→ **Raw data**:

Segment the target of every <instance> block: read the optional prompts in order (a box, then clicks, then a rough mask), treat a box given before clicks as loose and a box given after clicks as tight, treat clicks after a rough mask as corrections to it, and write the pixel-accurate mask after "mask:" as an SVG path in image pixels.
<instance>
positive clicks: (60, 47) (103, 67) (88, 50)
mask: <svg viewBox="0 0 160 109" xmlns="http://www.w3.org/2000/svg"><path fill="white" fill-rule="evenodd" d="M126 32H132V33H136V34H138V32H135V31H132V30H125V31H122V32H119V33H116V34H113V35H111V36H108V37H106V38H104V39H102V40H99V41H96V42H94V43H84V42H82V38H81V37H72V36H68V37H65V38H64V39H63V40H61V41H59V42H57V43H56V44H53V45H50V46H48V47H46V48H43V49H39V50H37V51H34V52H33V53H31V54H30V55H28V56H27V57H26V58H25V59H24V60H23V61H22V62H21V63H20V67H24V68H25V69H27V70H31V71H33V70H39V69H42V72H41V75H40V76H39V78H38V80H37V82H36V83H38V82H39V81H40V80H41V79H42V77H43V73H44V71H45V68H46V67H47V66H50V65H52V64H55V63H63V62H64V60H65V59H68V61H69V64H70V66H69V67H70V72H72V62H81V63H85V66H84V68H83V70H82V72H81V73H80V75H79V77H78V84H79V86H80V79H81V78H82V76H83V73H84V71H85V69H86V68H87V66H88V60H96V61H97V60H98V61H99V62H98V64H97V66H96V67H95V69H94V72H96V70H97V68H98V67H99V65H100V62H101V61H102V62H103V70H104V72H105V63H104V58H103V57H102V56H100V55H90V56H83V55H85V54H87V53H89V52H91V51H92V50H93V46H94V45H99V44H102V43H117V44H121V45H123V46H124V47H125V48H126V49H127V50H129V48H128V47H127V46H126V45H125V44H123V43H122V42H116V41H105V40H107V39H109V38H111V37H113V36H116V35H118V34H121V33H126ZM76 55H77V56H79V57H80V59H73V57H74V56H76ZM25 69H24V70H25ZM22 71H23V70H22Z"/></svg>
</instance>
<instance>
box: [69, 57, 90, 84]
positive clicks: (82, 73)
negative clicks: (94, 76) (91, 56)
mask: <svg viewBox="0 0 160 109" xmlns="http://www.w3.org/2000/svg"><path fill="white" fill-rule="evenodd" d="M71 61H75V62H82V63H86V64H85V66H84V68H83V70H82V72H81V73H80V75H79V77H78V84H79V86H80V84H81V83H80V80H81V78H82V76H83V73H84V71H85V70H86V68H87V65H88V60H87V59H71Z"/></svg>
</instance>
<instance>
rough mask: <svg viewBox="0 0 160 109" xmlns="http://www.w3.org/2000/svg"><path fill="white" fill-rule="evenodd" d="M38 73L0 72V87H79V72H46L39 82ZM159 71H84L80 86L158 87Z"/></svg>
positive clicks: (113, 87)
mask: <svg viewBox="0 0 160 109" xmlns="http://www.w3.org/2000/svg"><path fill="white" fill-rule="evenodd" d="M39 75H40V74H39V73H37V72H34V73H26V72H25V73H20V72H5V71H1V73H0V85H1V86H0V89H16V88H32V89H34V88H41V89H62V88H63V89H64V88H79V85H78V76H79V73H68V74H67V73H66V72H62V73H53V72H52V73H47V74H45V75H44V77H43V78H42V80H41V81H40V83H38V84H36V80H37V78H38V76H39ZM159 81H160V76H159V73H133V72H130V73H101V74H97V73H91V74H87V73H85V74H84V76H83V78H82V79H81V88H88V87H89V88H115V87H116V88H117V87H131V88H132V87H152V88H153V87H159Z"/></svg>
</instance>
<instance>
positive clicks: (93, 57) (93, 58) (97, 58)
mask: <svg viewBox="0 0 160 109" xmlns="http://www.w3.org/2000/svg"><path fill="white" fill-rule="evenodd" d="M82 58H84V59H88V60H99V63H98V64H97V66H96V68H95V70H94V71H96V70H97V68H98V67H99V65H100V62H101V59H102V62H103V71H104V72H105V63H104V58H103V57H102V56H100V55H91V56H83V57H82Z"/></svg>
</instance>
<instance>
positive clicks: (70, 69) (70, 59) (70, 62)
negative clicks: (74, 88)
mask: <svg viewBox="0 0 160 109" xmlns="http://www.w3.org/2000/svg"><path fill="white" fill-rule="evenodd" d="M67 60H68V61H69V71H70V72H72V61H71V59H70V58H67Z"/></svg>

→ **Your task**: The records shown above should be given again word for word.

→ **Response area**:
Segment the target of every <instance> block: read the optional prompts in order (a box, then clicks, then a rough mask), treat a box given before clicks as loose and a box given after clicks as tight, treat clicks after a rough mask as corrections to it, and write the pixel-accurate mask after "mask:" as an SVG path in image pixels.
<instance>
positive clicks: (60, 47) (103, 67) (88, 50)
mask: <svg viewBox="0 0 160 109" xmlns="http://www.w3.org/2000/svg"><path fill="white" fill-rule="evenodd" d="M126 32H132V33H136V34H138V32H135V31H132V30H125V31H122V32H119V33H116V34H113V35H111V36H108V37H106V38H104V39H102V40H99V41H96V42H94V43H84V42H82V38H81V37H72V36H68V37H65V38H64V39H63V40H61V41H59V42H57V43H56V44H53V45H50V46H48V47H46V48H43V49H39V50H37V51H34V52H33V53H31V54H30V55H28V56H27V57H26V58H25V59H24V60H23V61H22V62H21V63H20V67H24V68H25V69H27V70H31V71H33V70H39V69H42V72H41V75H40V76H39V78H38V80H37V82H36V83H38V82H39V81H40V80H41V79H42V77H43V73H44V71H45V68H46V67H47V66H50V65H52V64H55V63H63V62H64V60H65V59H68V61H69V64H70V66H69V67H70V72H72V62H81V63H85V66H84V68H83V70H82V72H81V73H80V75H79V77H78V84H79V86H80V79H81V78H82V76H83V73H84V71H85V69H86V68H87V66H88V60H96V61H97V60H98V61H99V62H98V64H97V66H96V67H95V69H94V72H96V70H97V68H98V67H99V65H100V62H101V61H102V62H103V70H104V72H105V63H104V58H103V57H102V56H100V55H90V56H83V55H85V54H87V53H89V52H91V51H92V50H93V46H94V45H99V44H102V43H117V44H121V45H123V46H124V47H125V48H126V49H127V50H129V48H128V47H127V46H126V45H125V44H123V43H122V42H116V41H105V40H107V39H109V38H111V37H113V36H116V35H118V34H121V33H126ZM76 55H77V56H79V57H80V59H73V57H74V56H76ZM25 69H24V70H25ZM22 71H23V70H22Z"/></svg>
</instance>
<instance>
box: [69, 57, 90, 84]
positive clicks: (82, 73)
negative clicks: (94, 76) (91, 56)
mask: <svg viewBox="0 0 160 109" xmlns="http://www.w3.org/2000/svg"><path fill="white" fill-rule="evenodd" d="M71 61H75V62H82V63H86V64H85V66H84V68H83V70H82V72H81V73H80V75H79V77H78V84H79V86H80V84H81V83H80V80H81V78H82V76H83V73H84V71H85V70H86V68H87V65H88V60H87V59H71Z"/></svg>
</instance>
<instance>
rough mask: <svg viewBox="0 0 160 109" xmlns="http://www.w3.org/2000/svg"><path fill="white" fill-rule="evenodd" d="M38 73L0 72V87H79V72H46L39 82ZM159 71H84L80 86L158 87Z"/></svg>
positive clicks: (113, 87)
mask: <svg viewBox="0 0 160 109" xmlns="http://www.w3.org/2000/svg"><path fill="white" fill-rule="evenodd" d="M39 75H40V74H39V73H37V72H34V73H26V72H25V73H20V72H5V71H1V73H0V85H1V86H0V89H16V88H32V89H34V88H41V89H62V88H63V89H64V88H79V85H78V76H79V73H68V74H67V73H66V72H62V73H53V72H52V73H47V74H45V75H44V77H43V78H42V80H41V81H40V83H38V84H36V80H37V78H38V76H39ZM159 81H160V76H159V73H133V72H130V73H101V74H97V73H91V74H87V73H85V74H84V76H83V78H82V79H81V88H88V87H89V88H115V87H116V88H117V87H131V88H132V87H152V88H153V87H159Z"/></svg>
</instance>
<instance>
positive clicks: (93, 57) (93, 58) (97, 58)
mask: <svg viewBox="0 0 160 109" xmlns="http://www.w3.org/2000/svg"><path fill="white" fill-rule="evenodd" d="M82 58H84V59H88V60H99V63H98V64H97V66H96V68H95V70H94V71H96V70H97V68H98V67H99V65H100V62H101V59H102V62H103V71H104V72H105V63H104V58H103V57H102V56H100V55H91V56H83V57H82Z"/></svg>
</instance>
<instance>
positive clicks: (70, 69) (70, 59) (70, 62)
negative clicks: (74, 88)
mask: <svg viewBox="0 0 160 109" xmlns="http://www.w3.org/2000/svg"><path fill="white" fill-rule="evenodd" d="M67 60H68V61H69V71H70V72H72V61H71V59H70V58H67Z"/></svg>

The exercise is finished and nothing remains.